To achieve the primary objective of the system, it is essential to have wide variety anomalous activities. This requirement is effectively met by the UCF Crime dataset which includes 13 distinct and relevant actions, providing a comprehensive foundation for anomaly detection.

3.2 Multistage approach with layered CNN-LSTM

CNN is a very efficient algorithm which gives good results and it verified by different models developed [12-15]. When CNN and LSTM are combined into one model, it becomes possible to extract features from spatial data (which CNN handles well) and capture temporal dependencies in sequences (which LSTM handles well). The layered architecture has two distinct layers.

CNN Layers: CNN layers are usually the first layers that are used to extract spatial information from the input data. Pooling and convolutional procedures are possible components of these layers. Figure 3 shows the working architecture of CNN model.

========================

Pick up the passage on layered CNN-LSTM anomaly detection right after its final sentence and continue it.

■ Data under study
========================

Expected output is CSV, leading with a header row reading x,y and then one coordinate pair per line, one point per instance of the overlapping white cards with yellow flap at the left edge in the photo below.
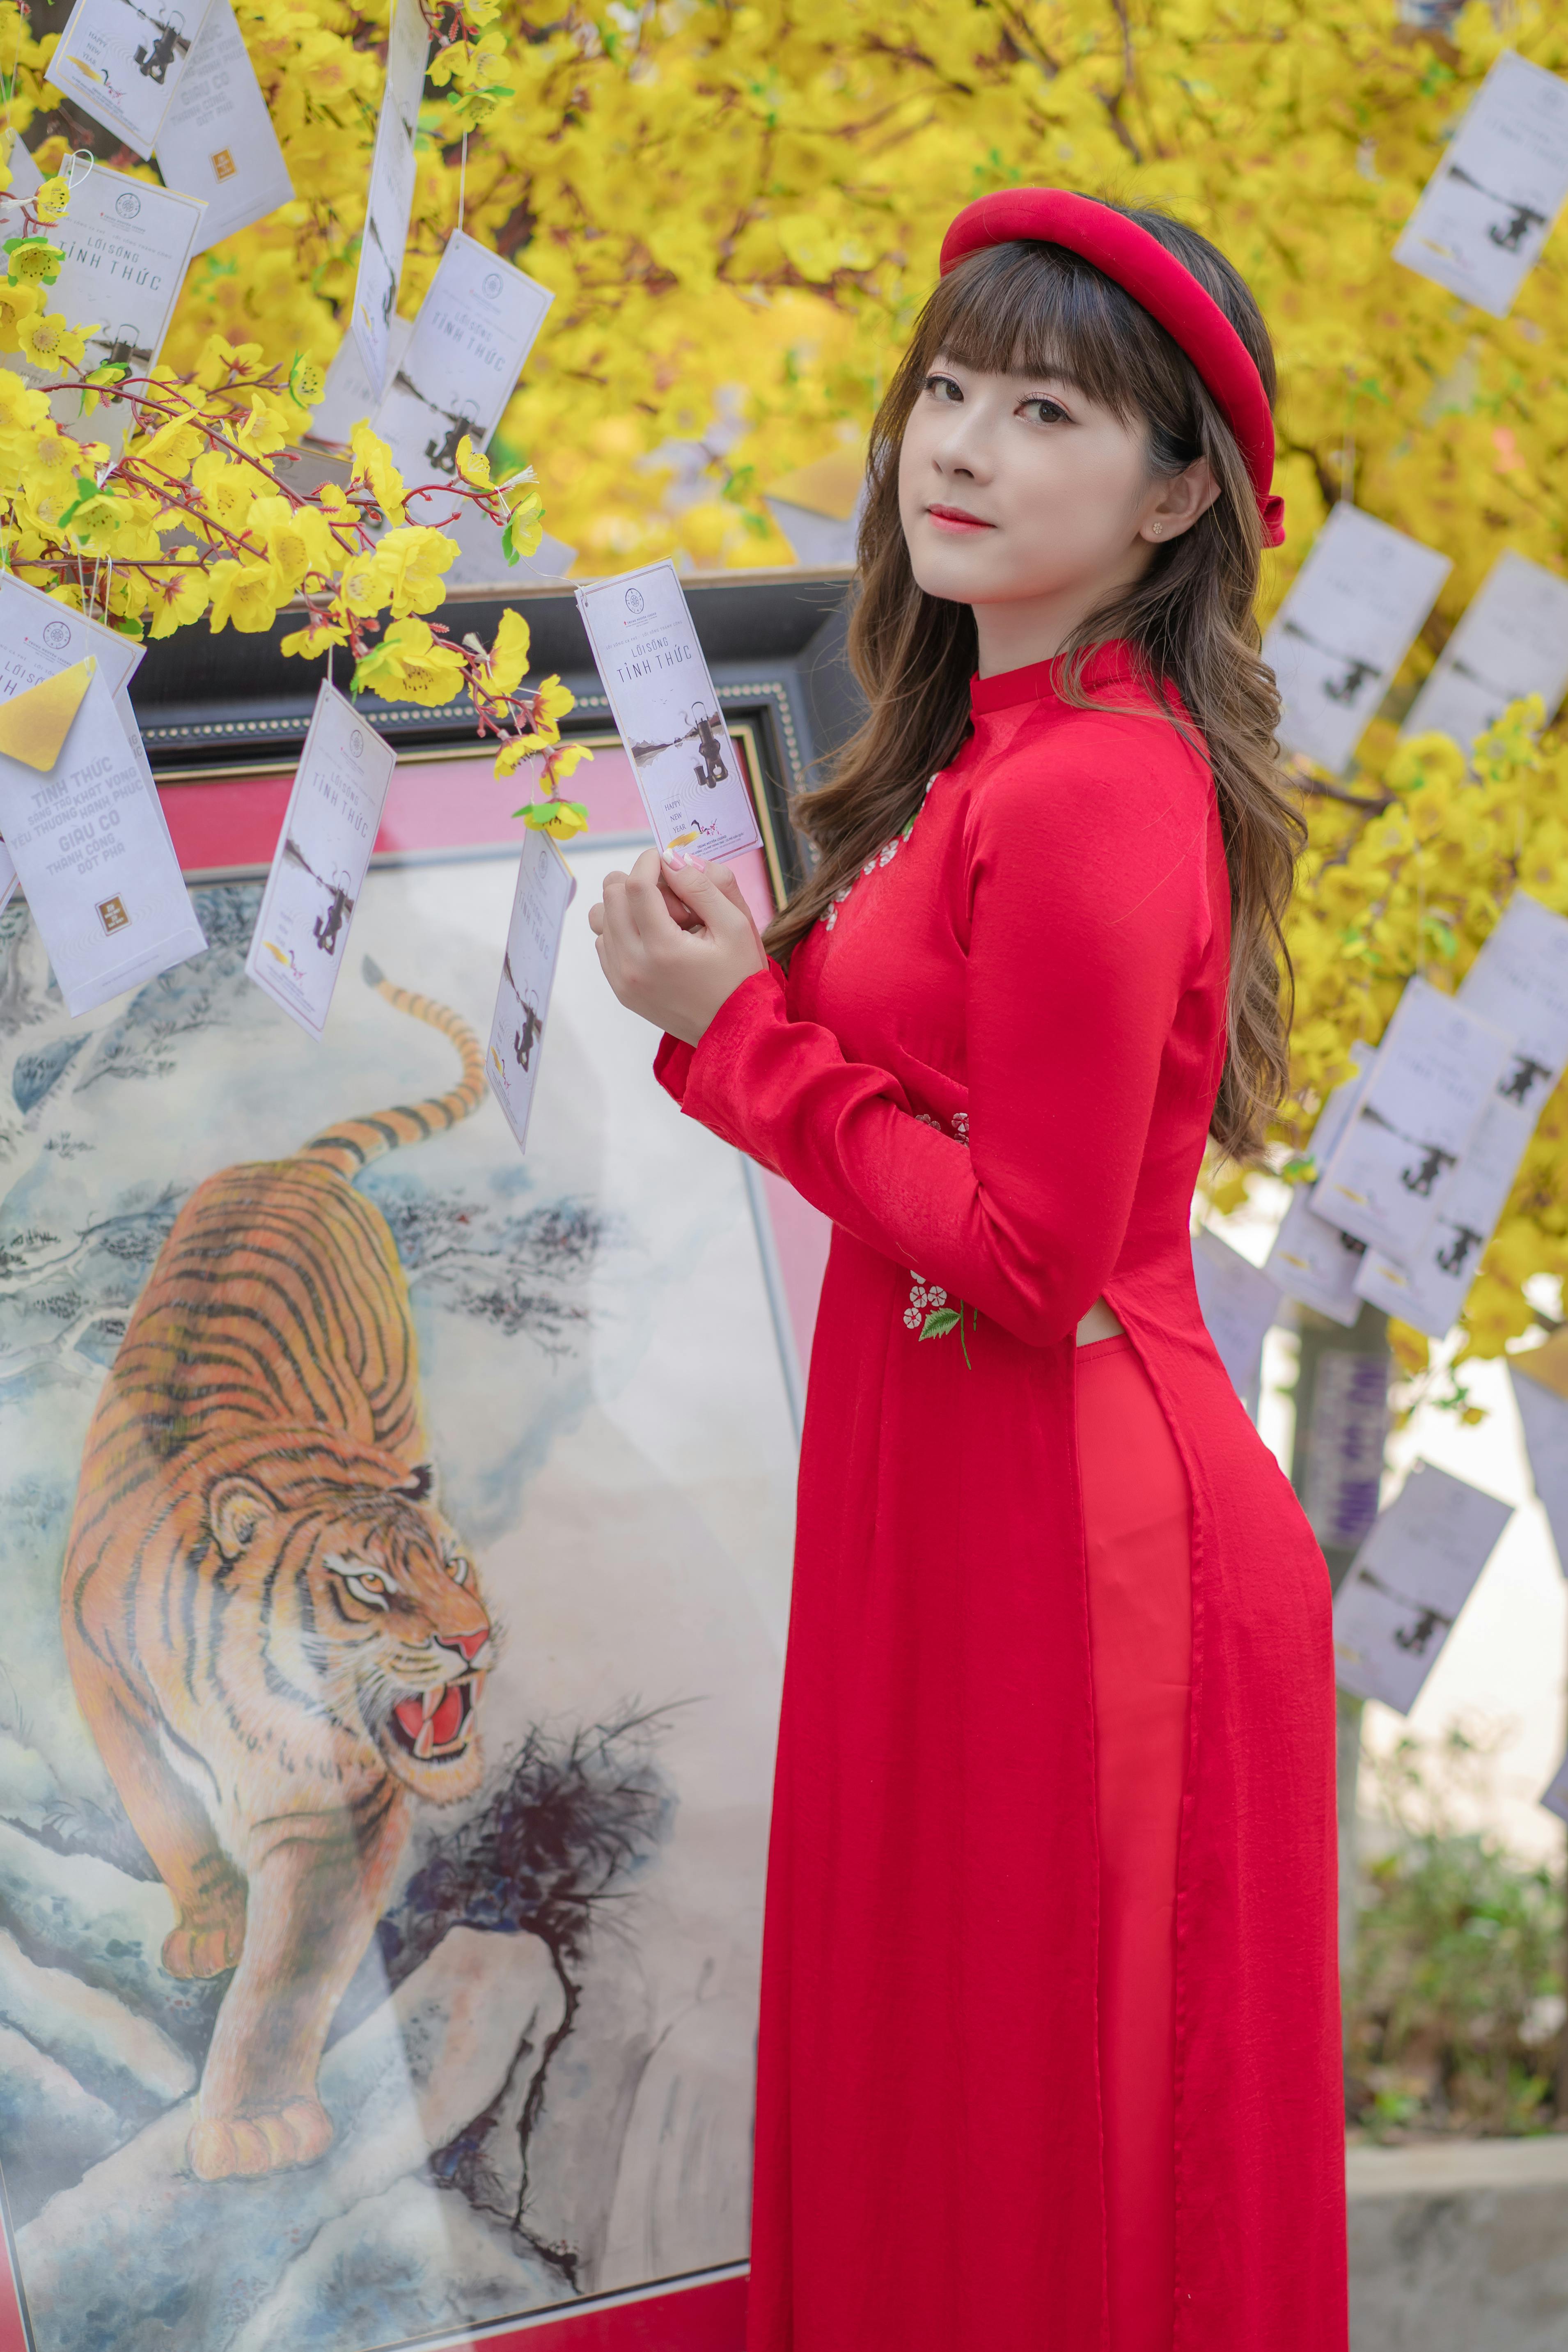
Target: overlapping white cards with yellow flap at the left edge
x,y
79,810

========================

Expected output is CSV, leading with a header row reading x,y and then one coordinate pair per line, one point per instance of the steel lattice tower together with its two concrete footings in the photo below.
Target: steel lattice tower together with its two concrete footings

========================

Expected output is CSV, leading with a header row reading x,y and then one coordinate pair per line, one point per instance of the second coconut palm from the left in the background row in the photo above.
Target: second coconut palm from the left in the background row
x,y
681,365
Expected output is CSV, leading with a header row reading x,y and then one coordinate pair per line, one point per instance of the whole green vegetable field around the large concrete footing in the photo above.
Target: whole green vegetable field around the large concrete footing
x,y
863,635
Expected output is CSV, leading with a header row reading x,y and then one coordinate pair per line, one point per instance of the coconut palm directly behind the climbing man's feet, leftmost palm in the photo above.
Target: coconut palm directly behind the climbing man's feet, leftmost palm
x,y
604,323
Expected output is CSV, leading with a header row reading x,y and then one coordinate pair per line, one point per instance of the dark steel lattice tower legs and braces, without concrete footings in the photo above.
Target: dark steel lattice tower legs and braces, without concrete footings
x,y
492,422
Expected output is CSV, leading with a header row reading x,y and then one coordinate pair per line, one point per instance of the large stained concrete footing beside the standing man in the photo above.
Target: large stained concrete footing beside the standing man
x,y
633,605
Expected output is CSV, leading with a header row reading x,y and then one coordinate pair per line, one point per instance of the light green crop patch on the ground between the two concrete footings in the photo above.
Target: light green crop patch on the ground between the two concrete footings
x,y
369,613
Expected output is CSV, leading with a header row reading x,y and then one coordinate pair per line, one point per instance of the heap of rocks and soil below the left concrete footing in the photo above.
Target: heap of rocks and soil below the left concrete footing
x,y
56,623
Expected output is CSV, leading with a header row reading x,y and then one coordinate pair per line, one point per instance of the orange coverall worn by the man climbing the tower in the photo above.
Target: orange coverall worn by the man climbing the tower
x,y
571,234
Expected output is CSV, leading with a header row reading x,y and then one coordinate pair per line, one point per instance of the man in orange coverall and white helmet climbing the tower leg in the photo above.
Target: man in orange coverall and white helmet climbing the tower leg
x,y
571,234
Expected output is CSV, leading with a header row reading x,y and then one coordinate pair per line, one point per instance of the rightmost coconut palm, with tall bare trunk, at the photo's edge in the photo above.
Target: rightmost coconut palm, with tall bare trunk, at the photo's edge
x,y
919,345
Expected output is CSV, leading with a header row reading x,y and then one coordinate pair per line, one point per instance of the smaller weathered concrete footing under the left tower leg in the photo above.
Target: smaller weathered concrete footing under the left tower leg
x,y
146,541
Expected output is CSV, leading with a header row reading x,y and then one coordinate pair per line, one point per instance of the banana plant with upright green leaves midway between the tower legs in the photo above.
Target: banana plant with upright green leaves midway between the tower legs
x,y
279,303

========================

■ Response
Figure 3. CNN model architecture

The input image maintains a consistent size of 224×224×3 throughout the process. It is then processed through a series of convolutional layers stacked together, with ReLU (Rectified Linear Unit) serving as the activation function for each layer, involving 4,096 nodes. Through the application of max-pooling techniques, the output feature vectors' dimensions are reduced in the CNN, improving the representation's computational efficiency and manageability. In the dense layer, the Softmax activation function is employed, which is crucial for making the final classification decisions. This layer contains approximately 1,500 nodes. For a detailed overview of the implemented CNN model, refer to Table 1, which provides a summary of each layer and the associated parameter count. The convolutional layer extracts a collection of spatial features which are then pass on to the long short term memory layers for further processing. A collection of spatial features is what these layers produce, and these are subsequently sent to the LSTM layers.

Table 1. Layer-wise summary of CNN model

Layer (Type)

Parameters

Rescaling 1

0

Conv2D

448

Maxpooling2D

0

Conv2D 1

4640

Maxpooling2D 1

0

Conv2D 2

18496

Maxpooling2D 2

0

Flatten

0

Dense

3965056

Dense 1

1548

Total Parameters

3990188

Layers of LSTM: A typical LSTM model architecture is shown in Figure 4. Temporal dependencies are captured by the LSTM layers through their sequential processing of the spatial information. Understanding long-range dependencies in the data is made possible by the internal memory state that the LSTM layers maintain. Regression, classification, and other tasks can be performed with the final output of the LSTM layers [16-18].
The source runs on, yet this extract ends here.